--- Start of Given data ---

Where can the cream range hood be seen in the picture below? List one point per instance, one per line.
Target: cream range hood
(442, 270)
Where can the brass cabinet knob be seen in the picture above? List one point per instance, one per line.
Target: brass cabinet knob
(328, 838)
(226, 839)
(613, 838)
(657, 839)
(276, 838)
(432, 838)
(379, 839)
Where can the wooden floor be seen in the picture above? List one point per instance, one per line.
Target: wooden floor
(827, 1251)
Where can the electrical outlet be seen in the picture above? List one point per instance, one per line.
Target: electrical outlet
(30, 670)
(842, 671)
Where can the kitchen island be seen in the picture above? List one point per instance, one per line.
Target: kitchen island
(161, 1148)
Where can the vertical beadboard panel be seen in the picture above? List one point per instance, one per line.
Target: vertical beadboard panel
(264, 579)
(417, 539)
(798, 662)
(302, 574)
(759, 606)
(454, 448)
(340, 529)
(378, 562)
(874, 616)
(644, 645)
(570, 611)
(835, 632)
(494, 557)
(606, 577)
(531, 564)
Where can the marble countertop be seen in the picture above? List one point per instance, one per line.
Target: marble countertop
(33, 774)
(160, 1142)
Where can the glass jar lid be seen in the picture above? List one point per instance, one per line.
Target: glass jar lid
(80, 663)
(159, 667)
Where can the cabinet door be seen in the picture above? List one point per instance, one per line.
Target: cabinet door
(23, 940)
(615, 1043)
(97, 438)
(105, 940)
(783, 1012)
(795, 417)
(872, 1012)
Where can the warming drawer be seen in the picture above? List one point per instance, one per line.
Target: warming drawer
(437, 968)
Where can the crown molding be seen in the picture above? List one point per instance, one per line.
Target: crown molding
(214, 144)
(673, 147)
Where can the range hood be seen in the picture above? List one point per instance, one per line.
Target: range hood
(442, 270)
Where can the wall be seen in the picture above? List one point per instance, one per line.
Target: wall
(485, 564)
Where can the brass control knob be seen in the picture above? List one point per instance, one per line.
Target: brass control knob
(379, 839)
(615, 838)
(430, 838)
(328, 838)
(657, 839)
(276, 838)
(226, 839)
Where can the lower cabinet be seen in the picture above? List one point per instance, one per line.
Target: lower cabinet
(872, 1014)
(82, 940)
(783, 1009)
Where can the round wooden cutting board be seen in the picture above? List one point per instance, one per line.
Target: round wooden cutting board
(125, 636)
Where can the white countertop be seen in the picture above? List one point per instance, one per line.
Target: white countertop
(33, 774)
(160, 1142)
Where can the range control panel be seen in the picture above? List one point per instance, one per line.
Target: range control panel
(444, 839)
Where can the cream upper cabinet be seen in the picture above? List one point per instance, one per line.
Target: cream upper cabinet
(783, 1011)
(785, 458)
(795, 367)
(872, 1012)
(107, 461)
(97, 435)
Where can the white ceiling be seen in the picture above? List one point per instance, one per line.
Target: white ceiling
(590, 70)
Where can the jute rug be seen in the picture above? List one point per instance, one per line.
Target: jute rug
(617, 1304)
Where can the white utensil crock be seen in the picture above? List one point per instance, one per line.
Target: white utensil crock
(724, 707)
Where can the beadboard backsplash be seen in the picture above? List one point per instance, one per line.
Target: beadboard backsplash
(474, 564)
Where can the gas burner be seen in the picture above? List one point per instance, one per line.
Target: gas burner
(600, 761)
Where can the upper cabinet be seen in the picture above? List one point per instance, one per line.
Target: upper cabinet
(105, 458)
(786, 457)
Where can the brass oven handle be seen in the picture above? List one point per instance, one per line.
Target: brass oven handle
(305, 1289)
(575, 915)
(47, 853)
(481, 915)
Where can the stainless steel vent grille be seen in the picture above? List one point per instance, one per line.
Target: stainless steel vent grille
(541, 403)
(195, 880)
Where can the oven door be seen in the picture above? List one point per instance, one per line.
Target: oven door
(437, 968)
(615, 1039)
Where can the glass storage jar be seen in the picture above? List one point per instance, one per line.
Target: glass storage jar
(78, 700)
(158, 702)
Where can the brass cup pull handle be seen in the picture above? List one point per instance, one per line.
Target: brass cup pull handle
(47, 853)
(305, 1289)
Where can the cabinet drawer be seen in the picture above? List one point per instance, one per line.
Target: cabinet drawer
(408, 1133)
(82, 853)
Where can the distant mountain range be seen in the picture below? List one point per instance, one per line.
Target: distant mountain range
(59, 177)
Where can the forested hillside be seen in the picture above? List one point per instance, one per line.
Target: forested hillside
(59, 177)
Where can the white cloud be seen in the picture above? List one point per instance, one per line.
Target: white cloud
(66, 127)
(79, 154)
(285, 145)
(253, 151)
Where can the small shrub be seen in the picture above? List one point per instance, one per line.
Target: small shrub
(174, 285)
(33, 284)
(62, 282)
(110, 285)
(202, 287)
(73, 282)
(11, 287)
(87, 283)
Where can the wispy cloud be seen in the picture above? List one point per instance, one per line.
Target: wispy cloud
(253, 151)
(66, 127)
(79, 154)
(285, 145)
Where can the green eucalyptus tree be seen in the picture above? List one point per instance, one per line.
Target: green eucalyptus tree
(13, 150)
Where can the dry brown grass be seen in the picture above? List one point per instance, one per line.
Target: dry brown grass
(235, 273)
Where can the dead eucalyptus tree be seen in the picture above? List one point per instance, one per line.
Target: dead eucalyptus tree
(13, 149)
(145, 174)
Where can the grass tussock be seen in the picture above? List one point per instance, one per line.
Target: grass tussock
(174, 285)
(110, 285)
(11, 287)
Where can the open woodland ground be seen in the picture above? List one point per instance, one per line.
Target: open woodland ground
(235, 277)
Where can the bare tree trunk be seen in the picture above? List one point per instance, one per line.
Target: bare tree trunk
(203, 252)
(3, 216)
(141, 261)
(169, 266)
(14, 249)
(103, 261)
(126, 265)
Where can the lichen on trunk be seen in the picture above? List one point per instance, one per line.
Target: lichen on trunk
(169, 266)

--- End of Given data ---

Written exercise: Rewrite the lines as a JSON list of strings, one string per line with blank lines omitted. Begin at the line that has "Where can the gas" and stop after the line that has "(615, 1039)", including nothing outside that range.

Result of the task:
[
  "Where can the gas burner be seen in the picture above? List one point per instance, one per line.",
  "Target: gas burner",
  "(600, 761)",
  "Where can the upper cabinet be seen in the picture above? List one point per instance, one per line.",
  "Target: upper cabinet",
  "(105, 458)",
  "(786, 457)",
  "Where can the brass oven handle be seen in the picture above? List one point per instance, one per line.",
  "Target: brass oven handle",
  "(305, 1289)",
  "(575, 915)",
  "(47, 853)",
  "(481, 915)",
  "Where can the stainless steel vent grille be seen in the picture above? List one point per instance, one per line.",
  "Target: stainless steel vent grille",
  "(541, 403)",
  "(195, 880)",
  "Where can the oven door be seen in the picture above? List one point per instance, one per line.",
  "Target: oven door",
  "(437, 968)",
  "(615, 1039)"
]